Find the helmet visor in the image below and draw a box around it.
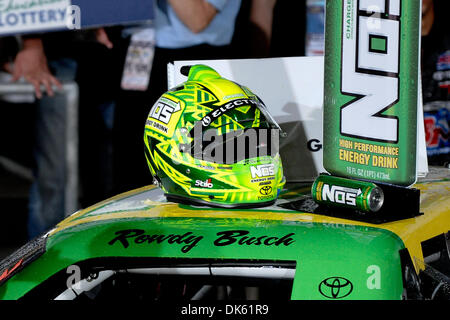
[186,99,281,164]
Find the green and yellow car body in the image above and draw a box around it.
[0,169,450,300]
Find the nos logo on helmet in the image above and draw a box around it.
[250,164,275,179]
[195,179,214,189]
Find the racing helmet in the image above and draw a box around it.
[144,65,285,208]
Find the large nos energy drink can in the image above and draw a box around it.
[324,0,421,186]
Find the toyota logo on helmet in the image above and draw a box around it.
[144,65,285,208]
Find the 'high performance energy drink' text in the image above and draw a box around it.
[324,0,421,186]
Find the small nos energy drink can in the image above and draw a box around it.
[311,175,384,212]
[324,0,421,186]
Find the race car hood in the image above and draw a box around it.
[0,170,450,299]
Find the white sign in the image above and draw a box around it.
[0,0,74,35]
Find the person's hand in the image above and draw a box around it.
[6,39,62,99]
[95,28,113,49]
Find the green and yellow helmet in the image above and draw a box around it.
[144,65,285,208]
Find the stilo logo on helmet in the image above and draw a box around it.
[144,65,285,208]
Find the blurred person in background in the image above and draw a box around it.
[421,0,450,166]
[3,29,121,239]
[114,0,241,192]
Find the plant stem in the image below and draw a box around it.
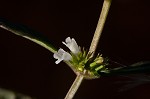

• • • • • • •

### Task to complete
Convert all the records above into a Markdown table with the columns Row and Line, one row per line and blank lines skipped. Leave the pictures out of the answer.

### The response
| Row | Line |
|---|---|
| 1 | Find the helmet visor in the image below and draw a box around it. |
| 2 | [186,99,281,164] |
| 3 | Find the green and yellow car body in the image above and draw a box around it. |
| 4 | [0,169,450,300] |
| 5 | Find the nos logo on helmet in the image above and draw a box around it. |
| 6 | [250,164,275,179] |
| 7 | [195,179,214,189] |
| 8 | Find the racing helmet in the image above and draw a box around it. |
| 9 | [144,65,285,208] |
| 10 | Find the large nos energy drink can in the image above and draw a box around it. |
| 11 | [324,0,421,186] |
| 12 | Find the toyota logo on helmet in the image above and draw a box around it. |
| 13 | [144,65,285,208] |
| 14 | Find the 'high performance energy drink' text in the image above and draw a box around it. |
| 15 | [324,0,421,186] |
| 16 | Find the small nos energy drink can in the image above and draw a box around it. |
| 17 | [311,175,384,212] |
| 18 | [324,0,421,186] |
| 19 | Find the race car hood in the image above and draw a box around it. |
| 20 | [0,170,450,299] |
| 21 | Find the white sign in the image above and draw a box around it. |
| 22 | [0,0,74,35] |
| 23 | Find the person's hand in the image above and draw a box around it. |
| 24 | [6,39,62,99] |
| 25 | [95,28,113,49] |
| 26 | Find the green and yellow helmet in the image above and draw a box around it. |
| 27 | [144,65,285,208] |
| 28 | Find the stilo logo on helmet in the image above and draw a box around it. |
| 29 | [144,65,285,208] |
| 30 | Find the blurred person in background in the image above and draw a box around it. |
| 31 | [421,0,450,166] |
| 32 | [3,29,121,239] |
| 33 | [114,0,241,192] |
| 34 | Find the plant stem in the image below and draw a box around it. |